What lines in the records below mention "truck"? List them all.
[DATASET EXTRACT — start]
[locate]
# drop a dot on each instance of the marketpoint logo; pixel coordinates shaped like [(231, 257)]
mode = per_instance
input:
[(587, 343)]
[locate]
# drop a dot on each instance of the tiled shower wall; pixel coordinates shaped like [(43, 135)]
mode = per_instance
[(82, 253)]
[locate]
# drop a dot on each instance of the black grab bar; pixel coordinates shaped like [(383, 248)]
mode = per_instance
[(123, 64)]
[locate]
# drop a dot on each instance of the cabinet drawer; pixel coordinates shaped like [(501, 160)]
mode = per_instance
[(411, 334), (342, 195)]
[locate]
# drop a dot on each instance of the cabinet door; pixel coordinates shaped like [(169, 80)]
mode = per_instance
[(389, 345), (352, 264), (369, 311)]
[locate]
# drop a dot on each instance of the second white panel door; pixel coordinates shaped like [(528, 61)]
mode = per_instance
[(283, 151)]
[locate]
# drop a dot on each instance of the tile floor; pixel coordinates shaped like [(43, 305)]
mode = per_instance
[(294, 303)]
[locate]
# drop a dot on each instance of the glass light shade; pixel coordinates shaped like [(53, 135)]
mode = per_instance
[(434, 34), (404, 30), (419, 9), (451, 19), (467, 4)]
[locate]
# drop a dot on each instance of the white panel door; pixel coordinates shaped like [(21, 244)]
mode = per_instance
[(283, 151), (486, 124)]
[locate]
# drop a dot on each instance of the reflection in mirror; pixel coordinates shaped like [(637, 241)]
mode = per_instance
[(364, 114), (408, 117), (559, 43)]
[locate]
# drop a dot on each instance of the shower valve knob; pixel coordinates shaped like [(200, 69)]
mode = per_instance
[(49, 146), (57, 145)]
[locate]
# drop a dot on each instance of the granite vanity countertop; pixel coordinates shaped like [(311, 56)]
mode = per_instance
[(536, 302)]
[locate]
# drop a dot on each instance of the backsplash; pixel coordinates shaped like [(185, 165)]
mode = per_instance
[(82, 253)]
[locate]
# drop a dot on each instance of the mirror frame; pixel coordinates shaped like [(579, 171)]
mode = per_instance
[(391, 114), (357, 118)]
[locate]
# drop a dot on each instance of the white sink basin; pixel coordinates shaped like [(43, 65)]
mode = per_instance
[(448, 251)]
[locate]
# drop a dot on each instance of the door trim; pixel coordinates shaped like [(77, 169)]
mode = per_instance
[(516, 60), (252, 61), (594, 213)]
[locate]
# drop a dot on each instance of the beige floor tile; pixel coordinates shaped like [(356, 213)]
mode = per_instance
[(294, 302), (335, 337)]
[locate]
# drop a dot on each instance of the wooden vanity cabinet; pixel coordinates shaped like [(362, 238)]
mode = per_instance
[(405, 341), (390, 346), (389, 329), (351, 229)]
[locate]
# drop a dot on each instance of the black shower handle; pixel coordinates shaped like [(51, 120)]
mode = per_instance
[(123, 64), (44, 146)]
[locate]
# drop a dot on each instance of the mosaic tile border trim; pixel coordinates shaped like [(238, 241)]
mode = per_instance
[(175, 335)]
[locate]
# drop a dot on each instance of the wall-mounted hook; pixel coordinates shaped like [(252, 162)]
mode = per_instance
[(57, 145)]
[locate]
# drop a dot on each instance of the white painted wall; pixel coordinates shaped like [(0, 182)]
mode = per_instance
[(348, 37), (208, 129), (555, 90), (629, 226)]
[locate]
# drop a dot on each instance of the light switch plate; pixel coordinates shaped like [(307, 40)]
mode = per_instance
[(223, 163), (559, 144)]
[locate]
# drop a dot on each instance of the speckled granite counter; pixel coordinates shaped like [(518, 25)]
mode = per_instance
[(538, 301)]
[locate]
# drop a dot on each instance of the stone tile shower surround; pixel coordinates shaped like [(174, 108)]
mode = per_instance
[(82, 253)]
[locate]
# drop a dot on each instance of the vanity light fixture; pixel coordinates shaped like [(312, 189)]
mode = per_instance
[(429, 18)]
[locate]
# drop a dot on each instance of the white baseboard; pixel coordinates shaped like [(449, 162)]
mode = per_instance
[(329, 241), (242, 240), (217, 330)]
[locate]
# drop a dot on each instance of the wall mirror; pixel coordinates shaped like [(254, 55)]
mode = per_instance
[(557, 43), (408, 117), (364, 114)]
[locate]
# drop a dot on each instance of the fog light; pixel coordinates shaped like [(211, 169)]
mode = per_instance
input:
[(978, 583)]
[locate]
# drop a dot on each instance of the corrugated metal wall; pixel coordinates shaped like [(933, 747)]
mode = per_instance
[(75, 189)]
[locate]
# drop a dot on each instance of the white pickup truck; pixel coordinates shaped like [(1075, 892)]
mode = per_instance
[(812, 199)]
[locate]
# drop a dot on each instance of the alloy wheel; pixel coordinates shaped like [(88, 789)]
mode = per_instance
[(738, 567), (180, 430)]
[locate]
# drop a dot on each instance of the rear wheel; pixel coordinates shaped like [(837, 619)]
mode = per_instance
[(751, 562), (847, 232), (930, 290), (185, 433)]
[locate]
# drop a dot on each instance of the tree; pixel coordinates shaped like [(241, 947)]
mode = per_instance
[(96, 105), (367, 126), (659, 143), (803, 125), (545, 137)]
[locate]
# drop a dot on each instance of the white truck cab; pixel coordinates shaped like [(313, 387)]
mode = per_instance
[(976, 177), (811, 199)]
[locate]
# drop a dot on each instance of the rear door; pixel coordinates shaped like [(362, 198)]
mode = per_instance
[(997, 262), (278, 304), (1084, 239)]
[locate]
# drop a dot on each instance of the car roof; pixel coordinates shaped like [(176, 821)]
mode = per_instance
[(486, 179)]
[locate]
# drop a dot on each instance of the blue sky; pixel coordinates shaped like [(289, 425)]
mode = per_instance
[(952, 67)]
[DATASET EXTRACT — finish]
EXERCISE ANSWER:
# drop a dot on each instance of the white pickup truck; pixel coordinates shaped like [(1075, 892)]
# drop a dot on each instance of the white truck cab; pixel coordinates shaped like [(313, 387)]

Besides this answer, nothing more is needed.